┌─ Available data

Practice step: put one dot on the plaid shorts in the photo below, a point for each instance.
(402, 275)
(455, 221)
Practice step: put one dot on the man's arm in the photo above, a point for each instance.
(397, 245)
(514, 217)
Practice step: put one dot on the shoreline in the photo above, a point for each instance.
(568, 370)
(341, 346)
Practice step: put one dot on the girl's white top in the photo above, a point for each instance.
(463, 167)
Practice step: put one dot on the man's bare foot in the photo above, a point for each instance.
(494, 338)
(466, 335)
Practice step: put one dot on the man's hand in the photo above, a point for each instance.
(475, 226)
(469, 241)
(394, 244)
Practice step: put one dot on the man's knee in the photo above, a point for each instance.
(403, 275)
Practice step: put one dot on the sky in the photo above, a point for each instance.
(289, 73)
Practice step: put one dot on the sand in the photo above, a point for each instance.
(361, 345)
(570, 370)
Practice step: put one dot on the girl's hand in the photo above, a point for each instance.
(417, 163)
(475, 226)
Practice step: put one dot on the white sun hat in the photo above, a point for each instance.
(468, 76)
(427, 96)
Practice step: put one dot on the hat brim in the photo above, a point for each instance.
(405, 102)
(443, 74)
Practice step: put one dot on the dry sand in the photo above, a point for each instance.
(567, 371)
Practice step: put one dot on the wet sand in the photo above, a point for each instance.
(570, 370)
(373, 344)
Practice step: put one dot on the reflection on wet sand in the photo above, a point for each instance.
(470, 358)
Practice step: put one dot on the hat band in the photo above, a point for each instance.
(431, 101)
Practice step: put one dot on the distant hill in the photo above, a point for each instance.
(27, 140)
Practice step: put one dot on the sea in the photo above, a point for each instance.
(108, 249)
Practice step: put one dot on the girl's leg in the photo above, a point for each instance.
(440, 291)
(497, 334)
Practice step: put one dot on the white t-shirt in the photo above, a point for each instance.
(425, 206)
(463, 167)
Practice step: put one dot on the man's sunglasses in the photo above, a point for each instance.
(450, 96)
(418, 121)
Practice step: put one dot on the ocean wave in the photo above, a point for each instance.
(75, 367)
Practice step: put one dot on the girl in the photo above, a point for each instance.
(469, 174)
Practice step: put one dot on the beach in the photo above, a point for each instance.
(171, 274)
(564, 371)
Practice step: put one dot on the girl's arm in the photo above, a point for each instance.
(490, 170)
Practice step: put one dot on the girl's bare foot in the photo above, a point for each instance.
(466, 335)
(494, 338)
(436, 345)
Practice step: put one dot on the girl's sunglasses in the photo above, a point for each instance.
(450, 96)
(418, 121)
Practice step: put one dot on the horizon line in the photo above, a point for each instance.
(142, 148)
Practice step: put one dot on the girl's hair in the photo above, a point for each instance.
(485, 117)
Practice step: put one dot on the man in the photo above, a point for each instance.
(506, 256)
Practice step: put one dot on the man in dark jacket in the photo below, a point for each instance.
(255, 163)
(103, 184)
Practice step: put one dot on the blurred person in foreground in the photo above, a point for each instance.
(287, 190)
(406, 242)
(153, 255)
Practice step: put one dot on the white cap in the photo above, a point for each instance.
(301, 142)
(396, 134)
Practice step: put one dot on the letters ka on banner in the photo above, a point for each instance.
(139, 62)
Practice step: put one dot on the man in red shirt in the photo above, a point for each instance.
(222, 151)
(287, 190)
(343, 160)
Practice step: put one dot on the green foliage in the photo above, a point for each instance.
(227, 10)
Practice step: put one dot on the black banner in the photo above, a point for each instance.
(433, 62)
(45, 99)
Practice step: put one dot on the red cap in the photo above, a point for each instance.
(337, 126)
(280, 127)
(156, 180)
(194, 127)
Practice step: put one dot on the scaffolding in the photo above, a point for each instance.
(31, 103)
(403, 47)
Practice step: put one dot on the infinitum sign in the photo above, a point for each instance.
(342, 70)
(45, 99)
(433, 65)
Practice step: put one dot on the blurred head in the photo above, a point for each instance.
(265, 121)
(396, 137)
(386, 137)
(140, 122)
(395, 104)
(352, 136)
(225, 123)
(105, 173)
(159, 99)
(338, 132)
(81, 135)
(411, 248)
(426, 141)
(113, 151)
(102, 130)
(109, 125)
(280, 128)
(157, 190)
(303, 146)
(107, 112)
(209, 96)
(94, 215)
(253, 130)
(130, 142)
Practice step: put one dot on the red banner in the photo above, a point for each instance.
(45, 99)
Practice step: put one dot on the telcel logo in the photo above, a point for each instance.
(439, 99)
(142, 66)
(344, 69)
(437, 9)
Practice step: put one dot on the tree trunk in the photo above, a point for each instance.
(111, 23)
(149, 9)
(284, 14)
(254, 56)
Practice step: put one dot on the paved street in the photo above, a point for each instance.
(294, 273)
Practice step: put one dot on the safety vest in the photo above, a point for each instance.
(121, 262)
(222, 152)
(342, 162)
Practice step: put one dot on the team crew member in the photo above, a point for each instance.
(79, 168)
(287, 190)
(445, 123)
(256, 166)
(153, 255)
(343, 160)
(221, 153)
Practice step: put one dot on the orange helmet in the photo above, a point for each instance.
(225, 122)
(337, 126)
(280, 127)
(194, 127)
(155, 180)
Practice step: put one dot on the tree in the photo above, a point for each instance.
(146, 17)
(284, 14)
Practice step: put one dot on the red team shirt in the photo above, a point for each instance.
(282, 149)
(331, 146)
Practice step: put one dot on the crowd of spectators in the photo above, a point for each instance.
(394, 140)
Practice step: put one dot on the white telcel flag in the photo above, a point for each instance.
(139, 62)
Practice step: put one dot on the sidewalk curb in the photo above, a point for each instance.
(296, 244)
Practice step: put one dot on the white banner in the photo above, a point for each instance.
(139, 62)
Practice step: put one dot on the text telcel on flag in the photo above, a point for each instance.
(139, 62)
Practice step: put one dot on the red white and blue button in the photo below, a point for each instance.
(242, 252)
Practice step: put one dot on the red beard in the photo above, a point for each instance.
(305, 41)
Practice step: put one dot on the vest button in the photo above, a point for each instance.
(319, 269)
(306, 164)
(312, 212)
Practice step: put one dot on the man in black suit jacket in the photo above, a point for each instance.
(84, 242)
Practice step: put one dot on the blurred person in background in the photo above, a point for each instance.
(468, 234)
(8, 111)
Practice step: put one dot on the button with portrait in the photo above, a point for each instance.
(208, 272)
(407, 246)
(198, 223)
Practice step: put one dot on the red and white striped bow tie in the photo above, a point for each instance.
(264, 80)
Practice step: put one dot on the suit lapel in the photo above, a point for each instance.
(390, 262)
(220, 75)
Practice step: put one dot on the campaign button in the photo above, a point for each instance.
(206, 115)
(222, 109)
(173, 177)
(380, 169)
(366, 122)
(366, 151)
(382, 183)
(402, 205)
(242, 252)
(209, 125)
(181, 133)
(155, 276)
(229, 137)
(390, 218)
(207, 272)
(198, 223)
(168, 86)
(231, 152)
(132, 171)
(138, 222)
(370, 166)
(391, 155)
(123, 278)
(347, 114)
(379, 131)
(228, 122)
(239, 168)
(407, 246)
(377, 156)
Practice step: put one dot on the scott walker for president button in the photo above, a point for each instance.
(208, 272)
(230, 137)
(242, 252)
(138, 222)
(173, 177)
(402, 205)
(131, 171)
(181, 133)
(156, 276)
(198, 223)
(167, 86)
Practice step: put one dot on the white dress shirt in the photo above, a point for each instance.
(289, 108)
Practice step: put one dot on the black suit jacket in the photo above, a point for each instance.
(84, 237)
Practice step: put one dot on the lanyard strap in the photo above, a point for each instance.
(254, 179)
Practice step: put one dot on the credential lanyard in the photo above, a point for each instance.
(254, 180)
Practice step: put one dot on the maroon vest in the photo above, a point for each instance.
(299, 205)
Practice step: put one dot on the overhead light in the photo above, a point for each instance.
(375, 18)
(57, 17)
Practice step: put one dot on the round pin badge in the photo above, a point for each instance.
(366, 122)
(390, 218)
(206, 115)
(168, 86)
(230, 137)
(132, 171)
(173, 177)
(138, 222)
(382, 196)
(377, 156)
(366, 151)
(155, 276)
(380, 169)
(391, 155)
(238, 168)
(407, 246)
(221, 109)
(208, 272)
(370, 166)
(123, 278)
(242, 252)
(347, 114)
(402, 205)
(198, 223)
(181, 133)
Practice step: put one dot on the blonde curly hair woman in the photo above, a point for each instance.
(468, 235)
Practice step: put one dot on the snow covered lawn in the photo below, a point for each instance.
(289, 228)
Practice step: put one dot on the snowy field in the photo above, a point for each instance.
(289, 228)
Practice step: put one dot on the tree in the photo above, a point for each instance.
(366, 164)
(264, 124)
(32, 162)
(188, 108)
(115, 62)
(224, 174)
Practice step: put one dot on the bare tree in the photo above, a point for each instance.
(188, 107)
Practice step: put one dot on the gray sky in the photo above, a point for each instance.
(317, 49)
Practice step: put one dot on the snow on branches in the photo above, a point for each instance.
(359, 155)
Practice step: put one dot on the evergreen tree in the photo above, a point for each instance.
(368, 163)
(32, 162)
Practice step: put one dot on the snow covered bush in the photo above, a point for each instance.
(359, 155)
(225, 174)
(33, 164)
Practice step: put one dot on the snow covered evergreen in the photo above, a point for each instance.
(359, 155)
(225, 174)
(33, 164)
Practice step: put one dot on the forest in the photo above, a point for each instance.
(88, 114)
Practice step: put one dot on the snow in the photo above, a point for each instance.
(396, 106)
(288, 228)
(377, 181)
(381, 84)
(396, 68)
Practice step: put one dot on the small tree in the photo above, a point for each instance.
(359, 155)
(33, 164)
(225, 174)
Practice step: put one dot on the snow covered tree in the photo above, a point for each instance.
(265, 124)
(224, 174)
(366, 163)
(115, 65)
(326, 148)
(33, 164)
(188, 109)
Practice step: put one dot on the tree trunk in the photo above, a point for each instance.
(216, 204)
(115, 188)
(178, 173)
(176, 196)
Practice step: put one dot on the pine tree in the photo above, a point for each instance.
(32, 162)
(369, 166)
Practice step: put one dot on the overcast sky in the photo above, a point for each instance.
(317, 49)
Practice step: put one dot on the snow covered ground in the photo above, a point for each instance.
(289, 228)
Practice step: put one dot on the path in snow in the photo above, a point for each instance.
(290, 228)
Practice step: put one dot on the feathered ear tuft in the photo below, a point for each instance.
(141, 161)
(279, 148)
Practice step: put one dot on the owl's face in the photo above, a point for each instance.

└─

### Goal of the exercise
Reproduce exactly the lines running from the one with "Practice step: put one dot on the overcast" to the last line of the listing above. Add nothing else.

### Exercise solution
Practice step: put one dot on the overcast sky in the photo above, a point for each instance.
(317, 49)
Practice step: put one dot on the snow covered ground in the photo above, a point for each instance.
(289, 228)
Practice step: put one dot on the path in snow in the photo above, a point for each instance.
(290, 228)
Practice step: put one dot on the feathered ear tuft in the photo below, a point for each instance.
(141, 161)
(279, 148)
Practice step: put one dot on the owl's face in the photo above, a point for each instance.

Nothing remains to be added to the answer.